▶ [USING THE INFORMATION]
1) From the passage on Kansas law SB 244, list every kind of room, cell, cabin or building space that Whitten's April letter asked about.
2) Carry on the passage about Kansas law SB 244 from its final sentence.

▶ [GIVEN TEXT]
The law sets high fines for agencies that fail to comply and smaller fines escalating to class B misdemeanors for those who violate the law. Critics said the law doesn’t specifically address implementation, leaving agencies statewide struggling to determine what to do to comply.
In an April letter, Whitten asked Kobach to render an opinion on whether spaces like hospital rooms, prison cells and bedrooms in public buildings are considered “multiple-occupancy private spaces” under the law.
The letter asked for definition of “facilities,” and whether Kansas Department of Wildlife and Parks cabins throughout the state and Kansas Office of Veterans’ Services nursing facility rooms must adhere to the law.
“SB 244 makes no distinction based on a ‘facility’s’ purpose and instead focuses on the existence of a mere possibility of whether an individual may be in a state of undress in front of another individual,” Whitten’s letter said.
Arguments that the hospital is the “facility” rather than the patient room are “untenable,” he said. The hospital building would fit under the law’s definition of a public building, while the room would be the private space, Whitten said.

▶ [ENTRIES PROVIDED]

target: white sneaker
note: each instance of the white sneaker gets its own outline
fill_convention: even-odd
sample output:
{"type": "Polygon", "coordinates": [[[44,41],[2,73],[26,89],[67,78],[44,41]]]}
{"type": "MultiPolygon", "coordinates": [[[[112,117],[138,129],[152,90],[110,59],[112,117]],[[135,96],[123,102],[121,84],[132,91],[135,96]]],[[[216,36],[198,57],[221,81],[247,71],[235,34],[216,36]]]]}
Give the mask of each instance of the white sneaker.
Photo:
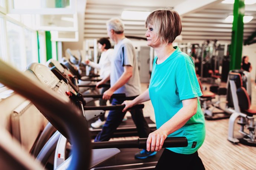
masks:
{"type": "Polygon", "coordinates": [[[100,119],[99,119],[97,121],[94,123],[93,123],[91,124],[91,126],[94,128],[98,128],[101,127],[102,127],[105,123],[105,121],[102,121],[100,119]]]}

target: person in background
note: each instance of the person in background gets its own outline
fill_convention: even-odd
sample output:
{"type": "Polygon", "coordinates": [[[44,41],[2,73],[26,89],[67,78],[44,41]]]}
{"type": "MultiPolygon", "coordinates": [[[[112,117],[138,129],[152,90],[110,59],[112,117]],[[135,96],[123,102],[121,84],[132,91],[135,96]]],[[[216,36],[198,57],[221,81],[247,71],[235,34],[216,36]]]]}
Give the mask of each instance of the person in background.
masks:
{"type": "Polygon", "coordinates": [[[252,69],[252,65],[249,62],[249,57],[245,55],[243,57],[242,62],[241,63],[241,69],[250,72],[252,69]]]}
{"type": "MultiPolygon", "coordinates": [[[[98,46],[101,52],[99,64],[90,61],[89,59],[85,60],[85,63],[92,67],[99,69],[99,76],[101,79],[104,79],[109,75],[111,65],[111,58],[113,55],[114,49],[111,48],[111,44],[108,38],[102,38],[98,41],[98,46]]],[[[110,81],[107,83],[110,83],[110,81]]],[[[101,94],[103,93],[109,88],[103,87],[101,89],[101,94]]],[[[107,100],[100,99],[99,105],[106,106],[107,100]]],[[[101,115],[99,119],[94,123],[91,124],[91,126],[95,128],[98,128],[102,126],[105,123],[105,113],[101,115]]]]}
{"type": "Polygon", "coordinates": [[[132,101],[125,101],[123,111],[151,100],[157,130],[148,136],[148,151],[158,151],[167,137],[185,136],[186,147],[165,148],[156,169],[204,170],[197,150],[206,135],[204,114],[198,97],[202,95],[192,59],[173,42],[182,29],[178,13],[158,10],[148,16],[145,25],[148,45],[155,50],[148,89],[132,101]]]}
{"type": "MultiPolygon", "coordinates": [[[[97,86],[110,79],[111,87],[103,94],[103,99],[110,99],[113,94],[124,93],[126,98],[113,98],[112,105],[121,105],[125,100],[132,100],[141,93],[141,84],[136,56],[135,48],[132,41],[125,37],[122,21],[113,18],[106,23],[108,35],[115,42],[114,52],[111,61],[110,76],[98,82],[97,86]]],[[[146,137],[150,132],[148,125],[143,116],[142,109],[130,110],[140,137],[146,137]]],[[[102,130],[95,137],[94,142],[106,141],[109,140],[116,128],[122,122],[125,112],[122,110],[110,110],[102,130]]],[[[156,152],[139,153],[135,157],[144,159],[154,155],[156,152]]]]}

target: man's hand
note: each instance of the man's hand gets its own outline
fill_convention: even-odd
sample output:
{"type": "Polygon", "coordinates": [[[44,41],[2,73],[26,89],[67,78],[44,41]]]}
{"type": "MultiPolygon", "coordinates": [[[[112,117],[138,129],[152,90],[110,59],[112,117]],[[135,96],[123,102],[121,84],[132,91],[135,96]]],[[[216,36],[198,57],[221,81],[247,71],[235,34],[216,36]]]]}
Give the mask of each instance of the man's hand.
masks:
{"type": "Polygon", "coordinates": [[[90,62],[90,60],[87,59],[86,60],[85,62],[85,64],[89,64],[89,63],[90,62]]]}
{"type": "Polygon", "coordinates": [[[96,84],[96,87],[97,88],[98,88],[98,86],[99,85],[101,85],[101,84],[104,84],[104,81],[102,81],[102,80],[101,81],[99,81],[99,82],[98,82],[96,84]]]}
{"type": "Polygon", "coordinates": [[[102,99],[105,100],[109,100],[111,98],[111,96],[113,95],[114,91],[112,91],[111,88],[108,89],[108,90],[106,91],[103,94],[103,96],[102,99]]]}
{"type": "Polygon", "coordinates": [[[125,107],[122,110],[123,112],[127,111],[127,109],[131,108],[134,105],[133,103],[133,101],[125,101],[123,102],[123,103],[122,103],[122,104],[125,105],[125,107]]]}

▶ [PER-TASK ANSWERS]
1)
- Hospital rooms
- Prison cells
- Bedrooms in public buildings
- Kansas Department of Wildlife and Parks cabins
- Kansas Office of Veterans' Services nursing facility rooms

2)
“If your answer relies on finding an ambiguity in Senate Bill 244 with the term ‘facilities,’ we ask that you work with the Legislature in the 2027 session to clarify this ambiguity,” he said.
Kobach’s opinion
Citing a dictionary definition of “facility” and saying that “in the absence of a contrary definition, words in a statute should be given their ‘ordinary, contemporary, common meaning,’ ” Kobach said neither the skilled nursing rooms or the Kansas Department of Wildlife and Parks rental cabins meet the definition of “facility,” which exempts them from the law.
Kobach said SB 244 listed examples of rooms the bill applies to.
“The debate surrounding SB 244 focused on the types of rooms listed in the statute — restrooms, locker rooms, changing rooms, and shower rooms — and the risks to safety and privacy when individuals of one biological sex use facilities designated for individuals of the opposite biological sex,” his opinion said.
Kobach said the Legislature’s intent didn’t include stopping a married couple from sharing a nursing home or assisted living facility room or to prevent people in those facilities from receiving guests of the opposite sex.
Prison cells, however, more closely match the type of facilities addressed in the law, Kobach said, which means multiple-occupancy cells must only be shared by prisoners of the same sex.
Taylor-Puckett said attorney general opinions are generally given “persuasive but not binding weight in a courtroom.” She recommended that individuals and entities should consult with their attorney with regard to any decisions about complying with SB 244.
‘Poorly drafted’
Harper Seldin, senior staff attorney for the American Civil Liberties Union, said he was glad to see some spaces exempted from the law but that the opinion reinforced what civil rights activists contended from the beginning: The vagueness of the law makes it difficult to enforce and understand.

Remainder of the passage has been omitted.